CHALLENGES:
A – Reproduce word for word the portion of the rule learning excerpt starting at "1. Introduction: from" and ending at "1996; Tomasello, 2003)?".
B – Continue the passage on rule learning in language acquisition from the point where it ends.

[start EXCERPT]

Silvia Rădulescu

Frank tenenbaum 2011

This is an old revision of the document!


Three ideal observer models for rule learning in simple languages


Abstract
The phenomenon of ‘‘rule learning’’—quick learning of abstract regularities from exposure to a limited set of stimuli—has become an important model system for understanding generalization in infancy. Experiments with adults and children have revealed differences in performance across domains and types of rules. To understand the representational and inferential assumptions necessary to capture this broad set of results, we introduce three ideal observer models for rule learning. Each model builds on the next, allowing us to test the consequences of individual assumptions. Model 1 learns a single rule, Model 2 learns a single rule from noisy input, and Model 3 learns multiple rules from noisy input


Introduction:

1. Introduction: from ‘‘rules vs. statistics’’ to statistics over rules
A central debate in the study of language acquisition concerns the mechanisms by which human infants learn the structure of their first language. Are structural aspects of language learned using constrained, domain-specific mechanisms (Chomsky, 1981; Pinker, 1991), or is this learning accomplished using more general mechanisms of statistical inference (Elman et al., 1996; Tomasello, 2003)?
Subsequent studies of rule learning in language acquisition have addressed all of these questions, but for the most part have collapsed them into a single dichotomy of ‘‘rules vs. statistics’’ (Seidenberg & Elman, 1999). The poles of ‘‘rules’’ and ‘‘statistics’’ are seen as accounts of both how infants represent their knowledge of language (in explicit symbolic ‘‘rules’’ or implicit ‘‘statistical’’ associations) as well as which inferential mechanisms are used to induce their knowledge from limited data (qualitative heuristic ‘‘rules’’ or quantitative ‘‘statistical’’ inference engines). Formal computational models have focused primarily on the ‘‘statistical’’ pole: for example, neural network models designed to show that the identity relationships present in ABA-type rules can be captured without explicit rules, as statistical associations between perceptual inputs across time (Altmann, 2002; Christiansen & Curtin, 1999; Dominey & Ramus, 2000; Marcus, 1999; Negishi, 1999; Shastri, 1999; Shultz, 1999, but c.f. Kuehne, Gentner, & Forbus, 2000).

[end EXCERPT]
[start DATA]

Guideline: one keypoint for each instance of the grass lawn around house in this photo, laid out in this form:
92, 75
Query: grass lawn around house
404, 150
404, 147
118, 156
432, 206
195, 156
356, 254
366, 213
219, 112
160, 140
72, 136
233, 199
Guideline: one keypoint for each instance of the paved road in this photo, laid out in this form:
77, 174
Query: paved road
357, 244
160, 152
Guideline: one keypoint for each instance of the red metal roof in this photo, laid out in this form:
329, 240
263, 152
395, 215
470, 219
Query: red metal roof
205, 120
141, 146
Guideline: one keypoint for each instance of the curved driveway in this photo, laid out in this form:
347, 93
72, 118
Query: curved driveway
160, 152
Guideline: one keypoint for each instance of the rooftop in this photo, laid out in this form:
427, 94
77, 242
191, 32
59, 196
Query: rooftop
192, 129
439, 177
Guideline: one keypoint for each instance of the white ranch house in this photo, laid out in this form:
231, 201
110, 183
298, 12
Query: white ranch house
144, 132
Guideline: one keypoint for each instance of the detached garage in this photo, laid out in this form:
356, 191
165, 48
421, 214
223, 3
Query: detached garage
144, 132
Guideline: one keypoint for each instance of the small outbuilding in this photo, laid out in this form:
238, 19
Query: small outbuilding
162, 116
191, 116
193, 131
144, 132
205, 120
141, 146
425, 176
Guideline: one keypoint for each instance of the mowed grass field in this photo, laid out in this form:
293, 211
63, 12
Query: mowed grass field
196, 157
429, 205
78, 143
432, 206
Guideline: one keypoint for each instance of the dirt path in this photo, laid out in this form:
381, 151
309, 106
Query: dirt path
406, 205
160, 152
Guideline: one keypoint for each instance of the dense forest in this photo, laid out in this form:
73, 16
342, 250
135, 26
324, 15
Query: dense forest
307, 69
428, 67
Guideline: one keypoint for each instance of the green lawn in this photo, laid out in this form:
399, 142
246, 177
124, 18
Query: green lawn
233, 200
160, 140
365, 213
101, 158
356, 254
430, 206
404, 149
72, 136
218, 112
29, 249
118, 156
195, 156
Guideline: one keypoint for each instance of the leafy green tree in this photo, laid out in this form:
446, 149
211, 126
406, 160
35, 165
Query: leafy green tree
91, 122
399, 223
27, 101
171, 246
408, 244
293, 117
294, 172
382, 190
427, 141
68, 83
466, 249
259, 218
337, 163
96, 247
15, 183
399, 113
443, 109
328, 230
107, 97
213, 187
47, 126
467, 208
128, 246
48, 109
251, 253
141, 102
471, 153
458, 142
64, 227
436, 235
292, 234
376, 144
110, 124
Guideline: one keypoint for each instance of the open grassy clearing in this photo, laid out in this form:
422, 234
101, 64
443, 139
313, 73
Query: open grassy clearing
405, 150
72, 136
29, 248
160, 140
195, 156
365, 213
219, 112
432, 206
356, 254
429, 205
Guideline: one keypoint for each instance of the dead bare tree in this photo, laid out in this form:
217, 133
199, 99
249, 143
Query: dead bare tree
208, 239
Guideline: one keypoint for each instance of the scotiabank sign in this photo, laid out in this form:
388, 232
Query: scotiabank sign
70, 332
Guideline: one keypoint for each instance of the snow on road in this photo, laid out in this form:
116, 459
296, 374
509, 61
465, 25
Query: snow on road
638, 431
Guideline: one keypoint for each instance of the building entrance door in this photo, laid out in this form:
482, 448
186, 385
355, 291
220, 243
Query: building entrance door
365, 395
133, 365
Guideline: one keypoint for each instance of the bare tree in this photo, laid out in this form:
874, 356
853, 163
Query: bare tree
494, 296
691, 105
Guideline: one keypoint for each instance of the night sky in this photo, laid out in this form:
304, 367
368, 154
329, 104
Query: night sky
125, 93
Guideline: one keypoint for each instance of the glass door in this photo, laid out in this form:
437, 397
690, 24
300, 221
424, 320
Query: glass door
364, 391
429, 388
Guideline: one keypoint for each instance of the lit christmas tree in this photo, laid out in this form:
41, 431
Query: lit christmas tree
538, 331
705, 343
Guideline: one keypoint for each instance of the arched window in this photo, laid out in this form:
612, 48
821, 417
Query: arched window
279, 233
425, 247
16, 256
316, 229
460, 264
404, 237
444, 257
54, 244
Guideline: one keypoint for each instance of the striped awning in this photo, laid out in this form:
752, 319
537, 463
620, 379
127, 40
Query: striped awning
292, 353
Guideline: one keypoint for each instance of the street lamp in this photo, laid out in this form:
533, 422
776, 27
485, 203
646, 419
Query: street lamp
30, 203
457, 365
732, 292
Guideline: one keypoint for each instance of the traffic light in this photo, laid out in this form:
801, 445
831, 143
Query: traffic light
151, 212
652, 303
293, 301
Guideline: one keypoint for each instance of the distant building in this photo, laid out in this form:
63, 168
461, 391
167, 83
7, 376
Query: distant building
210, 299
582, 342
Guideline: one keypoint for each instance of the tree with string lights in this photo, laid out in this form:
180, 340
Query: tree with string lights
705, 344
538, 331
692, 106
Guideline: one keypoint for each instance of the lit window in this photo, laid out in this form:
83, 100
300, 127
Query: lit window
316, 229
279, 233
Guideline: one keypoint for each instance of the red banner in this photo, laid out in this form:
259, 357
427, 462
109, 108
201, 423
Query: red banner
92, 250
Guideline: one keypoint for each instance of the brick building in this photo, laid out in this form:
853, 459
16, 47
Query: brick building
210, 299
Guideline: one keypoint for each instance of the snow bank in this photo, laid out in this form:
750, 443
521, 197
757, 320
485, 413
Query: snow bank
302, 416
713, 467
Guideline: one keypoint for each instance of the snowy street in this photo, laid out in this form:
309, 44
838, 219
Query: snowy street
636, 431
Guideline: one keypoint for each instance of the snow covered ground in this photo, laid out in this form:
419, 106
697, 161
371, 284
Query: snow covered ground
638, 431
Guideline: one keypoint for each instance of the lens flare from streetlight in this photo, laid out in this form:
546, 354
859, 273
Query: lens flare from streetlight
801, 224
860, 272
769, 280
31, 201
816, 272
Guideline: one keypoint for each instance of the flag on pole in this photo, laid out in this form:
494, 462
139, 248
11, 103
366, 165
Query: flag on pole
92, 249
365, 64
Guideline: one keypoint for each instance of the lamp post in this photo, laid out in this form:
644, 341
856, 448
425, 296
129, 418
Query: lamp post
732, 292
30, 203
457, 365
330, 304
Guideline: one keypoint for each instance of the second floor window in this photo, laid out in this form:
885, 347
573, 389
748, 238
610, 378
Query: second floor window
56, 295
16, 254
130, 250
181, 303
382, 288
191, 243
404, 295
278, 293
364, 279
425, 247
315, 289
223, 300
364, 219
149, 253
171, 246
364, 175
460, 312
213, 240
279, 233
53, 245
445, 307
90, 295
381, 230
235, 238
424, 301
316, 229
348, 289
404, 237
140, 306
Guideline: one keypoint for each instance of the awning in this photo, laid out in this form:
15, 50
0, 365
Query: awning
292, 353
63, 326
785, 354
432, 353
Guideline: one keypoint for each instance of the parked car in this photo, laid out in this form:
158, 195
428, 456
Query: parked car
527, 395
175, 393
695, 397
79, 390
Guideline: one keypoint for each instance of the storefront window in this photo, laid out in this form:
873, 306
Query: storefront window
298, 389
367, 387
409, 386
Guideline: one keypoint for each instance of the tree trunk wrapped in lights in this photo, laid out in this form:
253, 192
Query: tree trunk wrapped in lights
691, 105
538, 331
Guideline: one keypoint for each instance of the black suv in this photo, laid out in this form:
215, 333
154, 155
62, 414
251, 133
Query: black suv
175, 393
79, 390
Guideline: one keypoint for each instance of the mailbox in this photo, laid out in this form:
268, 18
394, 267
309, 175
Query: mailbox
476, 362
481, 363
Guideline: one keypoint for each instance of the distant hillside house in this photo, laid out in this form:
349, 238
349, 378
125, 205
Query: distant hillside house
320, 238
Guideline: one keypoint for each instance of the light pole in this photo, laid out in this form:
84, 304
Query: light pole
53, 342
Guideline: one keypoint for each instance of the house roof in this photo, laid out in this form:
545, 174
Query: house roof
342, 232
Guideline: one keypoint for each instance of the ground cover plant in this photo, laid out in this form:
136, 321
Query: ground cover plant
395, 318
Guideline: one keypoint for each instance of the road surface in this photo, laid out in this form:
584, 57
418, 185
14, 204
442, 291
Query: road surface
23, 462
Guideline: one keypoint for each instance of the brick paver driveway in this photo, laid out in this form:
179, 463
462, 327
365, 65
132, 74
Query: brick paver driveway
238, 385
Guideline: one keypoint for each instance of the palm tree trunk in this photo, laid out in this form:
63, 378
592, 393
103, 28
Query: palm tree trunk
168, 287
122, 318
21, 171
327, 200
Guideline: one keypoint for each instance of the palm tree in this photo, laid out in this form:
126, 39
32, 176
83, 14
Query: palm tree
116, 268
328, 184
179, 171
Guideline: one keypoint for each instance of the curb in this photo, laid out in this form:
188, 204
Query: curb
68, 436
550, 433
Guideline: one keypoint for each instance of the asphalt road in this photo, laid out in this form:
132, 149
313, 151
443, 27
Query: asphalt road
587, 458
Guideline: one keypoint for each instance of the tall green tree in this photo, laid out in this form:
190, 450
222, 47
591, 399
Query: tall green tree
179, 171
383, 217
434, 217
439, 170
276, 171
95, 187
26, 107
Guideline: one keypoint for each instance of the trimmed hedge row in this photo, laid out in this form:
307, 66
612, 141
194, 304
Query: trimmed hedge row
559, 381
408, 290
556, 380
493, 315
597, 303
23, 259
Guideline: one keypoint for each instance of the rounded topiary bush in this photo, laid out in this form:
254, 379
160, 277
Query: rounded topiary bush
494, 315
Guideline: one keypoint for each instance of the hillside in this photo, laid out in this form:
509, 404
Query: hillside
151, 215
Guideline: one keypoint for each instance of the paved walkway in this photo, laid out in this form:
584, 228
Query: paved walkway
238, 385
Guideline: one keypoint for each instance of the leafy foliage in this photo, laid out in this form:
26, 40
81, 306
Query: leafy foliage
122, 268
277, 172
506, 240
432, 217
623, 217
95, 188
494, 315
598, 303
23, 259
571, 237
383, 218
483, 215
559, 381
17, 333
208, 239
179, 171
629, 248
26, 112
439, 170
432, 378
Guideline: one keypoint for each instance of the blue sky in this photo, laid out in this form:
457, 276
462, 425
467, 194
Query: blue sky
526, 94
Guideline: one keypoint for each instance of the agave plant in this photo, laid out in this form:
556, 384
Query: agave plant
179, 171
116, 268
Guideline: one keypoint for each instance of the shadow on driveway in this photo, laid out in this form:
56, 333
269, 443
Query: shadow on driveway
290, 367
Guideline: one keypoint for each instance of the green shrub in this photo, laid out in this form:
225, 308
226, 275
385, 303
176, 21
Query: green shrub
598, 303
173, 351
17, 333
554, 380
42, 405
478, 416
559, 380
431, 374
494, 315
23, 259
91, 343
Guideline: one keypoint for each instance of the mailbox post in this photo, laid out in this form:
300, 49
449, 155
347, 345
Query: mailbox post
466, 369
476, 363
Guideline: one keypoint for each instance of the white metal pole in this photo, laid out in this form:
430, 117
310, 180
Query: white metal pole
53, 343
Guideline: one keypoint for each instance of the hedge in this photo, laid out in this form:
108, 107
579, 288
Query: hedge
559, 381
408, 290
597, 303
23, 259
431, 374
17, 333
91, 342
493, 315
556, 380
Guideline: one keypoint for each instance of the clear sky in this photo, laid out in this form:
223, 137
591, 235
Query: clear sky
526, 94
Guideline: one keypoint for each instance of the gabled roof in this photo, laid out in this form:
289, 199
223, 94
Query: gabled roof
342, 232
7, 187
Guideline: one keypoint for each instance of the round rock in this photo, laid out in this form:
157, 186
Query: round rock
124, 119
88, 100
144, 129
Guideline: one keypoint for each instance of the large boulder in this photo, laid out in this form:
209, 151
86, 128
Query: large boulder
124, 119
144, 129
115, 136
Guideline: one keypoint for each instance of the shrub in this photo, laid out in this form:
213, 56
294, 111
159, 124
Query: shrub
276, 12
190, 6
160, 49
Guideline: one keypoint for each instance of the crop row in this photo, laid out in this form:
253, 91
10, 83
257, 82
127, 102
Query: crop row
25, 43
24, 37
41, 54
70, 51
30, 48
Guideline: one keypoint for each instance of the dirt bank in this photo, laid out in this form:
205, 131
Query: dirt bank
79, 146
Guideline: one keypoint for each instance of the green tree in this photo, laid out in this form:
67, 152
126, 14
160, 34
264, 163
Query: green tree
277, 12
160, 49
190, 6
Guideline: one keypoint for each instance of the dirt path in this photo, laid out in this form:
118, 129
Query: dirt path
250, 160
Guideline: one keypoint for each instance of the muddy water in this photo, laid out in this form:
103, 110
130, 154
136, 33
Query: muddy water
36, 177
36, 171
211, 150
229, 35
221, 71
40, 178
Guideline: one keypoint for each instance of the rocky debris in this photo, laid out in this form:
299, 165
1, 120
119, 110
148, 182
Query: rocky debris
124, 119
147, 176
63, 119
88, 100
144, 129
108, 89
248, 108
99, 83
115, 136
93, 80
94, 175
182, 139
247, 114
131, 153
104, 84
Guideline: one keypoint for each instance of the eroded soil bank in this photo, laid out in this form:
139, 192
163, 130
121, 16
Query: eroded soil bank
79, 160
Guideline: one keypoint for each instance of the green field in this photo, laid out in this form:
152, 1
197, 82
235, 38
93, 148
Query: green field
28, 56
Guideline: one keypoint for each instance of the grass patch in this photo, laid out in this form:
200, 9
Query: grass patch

[end DATA]

THE RESPONSES:
A –
1. Introduction: from ‘‘rules vs. statistics’’ to statistics over rules
A central debate in the study of language acquisition concerns the mechanisms by which human infants learn the structure of their first language. Are structural aspects of language learned using constrained, domain-specific mechanisms (Chomsky, 1981; Pinker, 1991), or is this learning accomplished using more general mechanisms of statistical inference (Elman et al., 1996; Tomasello, 2003)?

B –
We believe the simple ‘‘rules vs. statistics’’ debate in language acquisition needs to be expanded, or perhaps exploded. On empirical grounds, there is support for both the availability of rule-like representations and the ability of learners to perform statistical inferences over these representations. Abstract, rule-like representations are implied by findings that infants are able to recognize identity relationships (Tyrell, Stauffer, & Snowman, 1991; Tyrell, Zingaro, & Minard, 1993) and even newborns have differential brain responses to exact repetitions (Gervain, Macagno, Cogoi, Peña, & Mehler, 2008).
Learners are also able to make statistical inferences about which rule to learn. For example, infants may have a preference towards parsimony or specificity in deciding between competing generalizations: when presented with stimuli that were consistent with both an AAB rule and also a more specific rule, AA di (where the last syllable was constrained to be the syllable di), infants preferred the narrower generalization (Gerken, 2006, 2010). Following the Bayesian framework for generalization proposed by Tenenbaum and Griffiths (2001), Gerken suggests that these preferences can be characterized as the products of rational statistical inference.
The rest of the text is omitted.